• _Required task_
Please list the rows as a numbered list, starting at the row that contains "Your job is to locate each feather" and ending after the row that contains "[1255,455,1273,485]". Skip any blank rows.

• _Given records_
* START *
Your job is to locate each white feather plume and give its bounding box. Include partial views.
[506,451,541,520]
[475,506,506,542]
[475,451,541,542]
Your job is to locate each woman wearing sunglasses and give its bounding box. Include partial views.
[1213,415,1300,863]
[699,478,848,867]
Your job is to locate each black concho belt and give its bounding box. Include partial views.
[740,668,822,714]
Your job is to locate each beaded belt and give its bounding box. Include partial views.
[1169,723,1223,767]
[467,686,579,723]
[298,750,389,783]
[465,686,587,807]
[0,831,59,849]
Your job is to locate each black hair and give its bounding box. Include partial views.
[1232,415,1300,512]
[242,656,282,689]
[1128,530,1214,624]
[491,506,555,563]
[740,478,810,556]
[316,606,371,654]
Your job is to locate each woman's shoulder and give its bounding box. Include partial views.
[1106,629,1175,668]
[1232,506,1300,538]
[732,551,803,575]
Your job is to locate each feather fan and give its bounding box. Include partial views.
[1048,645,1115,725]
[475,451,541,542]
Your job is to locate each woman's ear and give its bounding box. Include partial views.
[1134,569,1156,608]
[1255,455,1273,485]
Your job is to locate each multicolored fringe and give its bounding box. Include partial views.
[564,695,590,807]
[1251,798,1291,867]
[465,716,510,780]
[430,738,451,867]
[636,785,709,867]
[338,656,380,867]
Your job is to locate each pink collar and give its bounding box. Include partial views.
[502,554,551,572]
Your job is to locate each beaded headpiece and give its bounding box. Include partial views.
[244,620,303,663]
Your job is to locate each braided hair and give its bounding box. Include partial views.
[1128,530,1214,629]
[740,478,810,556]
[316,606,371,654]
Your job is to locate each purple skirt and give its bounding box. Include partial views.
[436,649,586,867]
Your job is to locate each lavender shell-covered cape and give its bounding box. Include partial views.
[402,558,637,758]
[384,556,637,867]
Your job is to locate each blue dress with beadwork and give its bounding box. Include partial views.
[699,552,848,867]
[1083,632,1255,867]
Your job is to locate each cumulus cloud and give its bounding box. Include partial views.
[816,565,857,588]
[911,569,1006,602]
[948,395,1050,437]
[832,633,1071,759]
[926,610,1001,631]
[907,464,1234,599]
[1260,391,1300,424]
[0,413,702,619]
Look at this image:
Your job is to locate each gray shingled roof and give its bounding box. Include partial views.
* END *
* START *
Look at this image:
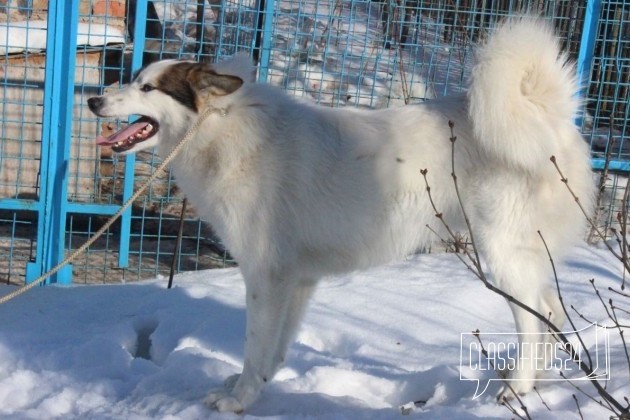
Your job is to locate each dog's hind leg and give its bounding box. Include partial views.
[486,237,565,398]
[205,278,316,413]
* END *
* START *
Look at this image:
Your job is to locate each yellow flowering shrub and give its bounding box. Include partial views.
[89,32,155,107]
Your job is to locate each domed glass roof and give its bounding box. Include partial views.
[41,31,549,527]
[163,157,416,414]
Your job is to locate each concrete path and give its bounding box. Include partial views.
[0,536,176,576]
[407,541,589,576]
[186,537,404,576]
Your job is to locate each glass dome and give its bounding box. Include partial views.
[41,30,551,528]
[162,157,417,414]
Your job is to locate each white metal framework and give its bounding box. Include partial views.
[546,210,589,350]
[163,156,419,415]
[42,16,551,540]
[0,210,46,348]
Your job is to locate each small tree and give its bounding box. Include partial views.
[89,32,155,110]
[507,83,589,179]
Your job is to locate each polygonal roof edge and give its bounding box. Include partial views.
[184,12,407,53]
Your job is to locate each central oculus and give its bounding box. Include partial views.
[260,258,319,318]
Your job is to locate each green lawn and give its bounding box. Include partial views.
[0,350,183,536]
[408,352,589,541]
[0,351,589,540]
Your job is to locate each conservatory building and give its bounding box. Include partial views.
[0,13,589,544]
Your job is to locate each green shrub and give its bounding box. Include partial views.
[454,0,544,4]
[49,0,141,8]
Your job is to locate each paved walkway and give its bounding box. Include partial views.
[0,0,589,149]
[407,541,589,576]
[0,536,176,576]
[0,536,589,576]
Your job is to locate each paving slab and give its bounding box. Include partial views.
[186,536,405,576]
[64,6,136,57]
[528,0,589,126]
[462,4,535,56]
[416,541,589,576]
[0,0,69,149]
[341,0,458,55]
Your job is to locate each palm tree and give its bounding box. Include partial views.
* END *
• _Answer to the exercise_
1. Your job is to locate each feather fan and give its bounding box. Include partial views.
2. [1048,645,1115,725]
3. [475,451,541,542]
4. Your job is to locate each woman's ear and give its bounding box. Include partial views.
5. [1134,569,1156,608]
6. [1255,455,1273,485]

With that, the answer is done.